--- Provided material ---

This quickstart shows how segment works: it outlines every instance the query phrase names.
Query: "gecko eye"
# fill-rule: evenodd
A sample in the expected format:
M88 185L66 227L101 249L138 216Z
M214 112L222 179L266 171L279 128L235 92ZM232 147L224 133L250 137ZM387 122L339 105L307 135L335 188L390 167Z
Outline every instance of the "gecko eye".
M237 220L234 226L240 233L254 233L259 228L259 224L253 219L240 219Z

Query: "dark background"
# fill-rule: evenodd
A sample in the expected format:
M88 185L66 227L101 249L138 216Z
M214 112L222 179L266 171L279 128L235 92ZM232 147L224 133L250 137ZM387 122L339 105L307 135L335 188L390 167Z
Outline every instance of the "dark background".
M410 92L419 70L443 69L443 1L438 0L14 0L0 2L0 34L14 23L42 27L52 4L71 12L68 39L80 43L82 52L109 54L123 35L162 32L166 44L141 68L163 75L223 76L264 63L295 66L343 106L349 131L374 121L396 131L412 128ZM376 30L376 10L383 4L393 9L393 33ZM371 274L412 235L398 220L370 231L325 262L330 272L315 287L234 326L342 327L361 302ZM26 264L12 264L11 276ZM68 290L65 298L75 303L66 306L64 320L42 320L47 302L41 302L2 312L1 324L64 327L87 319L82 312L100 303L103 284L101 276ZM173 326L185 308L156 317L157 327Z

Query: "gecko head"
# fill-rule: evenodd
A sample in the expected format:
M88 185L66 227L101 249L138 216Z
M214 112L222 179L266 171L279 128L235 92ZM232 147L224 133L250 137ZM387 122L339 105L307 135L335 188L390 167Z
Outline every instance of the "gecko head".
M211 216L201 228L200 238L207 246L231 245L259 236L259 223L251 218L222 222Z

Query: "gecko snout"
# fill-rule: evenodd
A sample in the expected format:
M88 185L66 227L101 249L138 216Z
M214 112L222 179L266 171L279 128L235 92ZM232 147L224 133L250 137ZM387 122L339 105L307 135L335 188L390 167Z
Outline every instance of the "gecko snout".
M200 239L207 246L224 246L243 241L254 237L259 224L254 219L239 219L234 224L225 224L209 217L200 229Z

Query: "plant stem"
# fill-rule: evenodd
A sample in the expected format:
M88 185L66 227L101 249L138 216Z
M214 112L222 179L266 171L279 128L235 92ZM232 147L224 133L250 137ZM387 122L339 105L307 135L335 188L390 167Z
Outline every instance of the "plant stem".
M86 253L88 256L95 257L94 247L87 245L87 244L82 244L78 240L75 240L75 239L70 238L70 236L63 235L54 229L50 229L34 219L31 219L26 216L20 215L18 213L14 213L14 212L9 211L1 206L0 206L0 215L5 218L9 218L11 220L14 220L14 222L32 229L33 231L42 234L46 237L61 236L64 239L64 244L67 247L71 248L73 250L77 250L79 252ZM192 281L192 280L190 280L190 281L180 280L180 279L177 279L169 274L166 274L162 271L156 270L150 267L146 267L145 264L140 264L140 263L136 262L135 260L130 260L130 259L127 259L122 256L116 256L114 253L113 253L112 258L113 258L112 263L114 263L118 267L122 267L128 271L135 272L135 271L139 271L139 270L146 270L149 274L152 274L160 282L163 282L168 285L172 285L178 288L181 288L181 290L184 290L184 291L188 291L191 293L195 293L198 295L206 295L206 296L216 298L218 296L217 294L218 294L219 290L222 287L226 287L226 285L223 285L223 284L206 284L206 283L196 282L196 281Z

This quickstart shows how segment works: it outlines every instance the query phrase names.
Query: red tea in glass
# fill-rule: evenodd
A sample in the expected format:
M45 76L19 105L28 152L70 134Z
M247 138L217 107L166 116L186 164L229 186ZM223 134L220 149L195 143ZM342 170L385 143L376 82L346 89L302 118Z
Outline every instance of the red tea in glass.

--- Aim ---
Repeat the listing exactly, from its first line to its last.

--- The reply ---
This quickstart shows how segment works: it outlines every instance the query phrase names.
Query: "gecko eye"
# fill-rule: evenodd
A sample in the expected format:
M88 185L66 227L101 249L138 216Z
M214 112L222 179L266 171L279 128L235 92ZM232 147L224 133L250 137ZM387 122L339 105L307 135L335 188L390 167Z
Outline every instance of the "gecko eye".
M237 220L234 226L240 233L254 233L259 228L259 224L253 219L240 219Z

Query: "dark background"
# fill-rule: evenodd
A sample in the expected format:
M88 185L66 227L101 249L138 216Z
M214 112L222 179L266 171L279 128L235 92ZM232 147L224 133L250 137ZM387 122L339 105L307 135L335 188L390 167Z
Outline every instance of the "dark background".
M410 92L419 70L443 69L443 1L438 0L14 0L0 2L0 34L14 23L42 27L52 4L71 12L68 39L80 43L82 52L109 54L123 35L162 32L166 44L141 68L163 75L223 76L264 63L295 66L343 106L349 131L374 121L396 131L412 128ZM376 30L376 10L383 4L393 9L393 33ZM371 274L412 235L398 220L370 231L325 262L330 272L315 287L234 326L342 327L361 302ZM26 264L12 264L11 276ZM68 290L65 298L75 303L66 306L64 320L42 320L47 302L41 302L2 312L1 324L64 327L87 319L82 312L100 303L103 284L101 276ZM173 326L185 308L156 317L157 327Z

Query: "gecko head"
# fill-rule: evenodd
A sample in the expected format:
M88 185L66 227L101 249L138 216Z
M214 112L222 179L266 171L279 128L235 92ZM232 147L224 133L250 137ZM387 122L339 105L307 135L335 188L390 167Z
Outline every instance of the "gecko head".
M211 216L201 228L200 238L207 246L231 245L259 236L259 223L251 218L222 222Z

Query: "gecko snout"
# fill-rule: evenodd
A sample in the expected format:
M88 185L66 227L101 249L138 216Z
M214 112L222 179L266 171L279 128L235 92ZM232 147L224 133L250 137ZM387 122L339 105L307 135L335 188L390 167Z
Outline every instance of the "gecko snout".
M200 239L207 246L224 246L243 241L254 237L259 224L254 219L239 219L234 224L225 224L209 217L200 229Z

Query: "plant stem"
# fill-rule: evenodd
A sample in the expected format:
M88 185L66 227L101 249L138 216Z
M214 112L222 179L266 171L279 128L235 92ZM232 147L224 133L250 137ZM387 122L339 105L307 135L335 188L390 167Z
Outline every instance of the "plant stem".
M86 253L88 256L95 257L94 247L87 245L87 244L82 244L78 240L75 240L75 239L70 238L70 236L63 235L54 229L50 229L34 219L31 219L26 216L20 215L18 213L14 213L14 212L9 211L1 206L0 206L0 215L5 218L9 218L11 220L14 220L14 222L32 229L33 231L42 234L46 237L61 236L64 239L64 244L67 247L71 248L73 250L77 250L79 252ZM192 281L192 280L190 280L190 281L180 280L180 279L177 279L169 274L166 274L162 271L156 270L150 267L146 267L145 264L140 264L140 263L136 262L135 260L130 260L130 259L127 259L122 256L116 256L114 253L113 253L112 258L113 258L112 263L114 263L118 267L122 267L128 271L135 272L135 271L139 271L139 270L146 270L149 274L152 274L160 282L163 282L168 285L172 285L178 288L181 288L181 290L184 290L184 291L188 291L191 293L195 293L198 295L206 295L206 296L216 298L218 296L217 294L218 294L219 290L222 287L226 287L226 285L223 285L223 284L206 284L206 283L196 282L196 281Z

This quickstart shows how segment works: it outlines every instance the query phrase names.
Query: red tea in glass
# fill-rule: evenodd
A sample in the expected format:
M45 76L19 105L28 152L70 134Z
M247 138L217 107L166 116L186 164L229 186ZM223 134L220 149L195 143ZM342 170L385 143L376 82L346 89L302 118Z
Outline every instance of the red tea in glass.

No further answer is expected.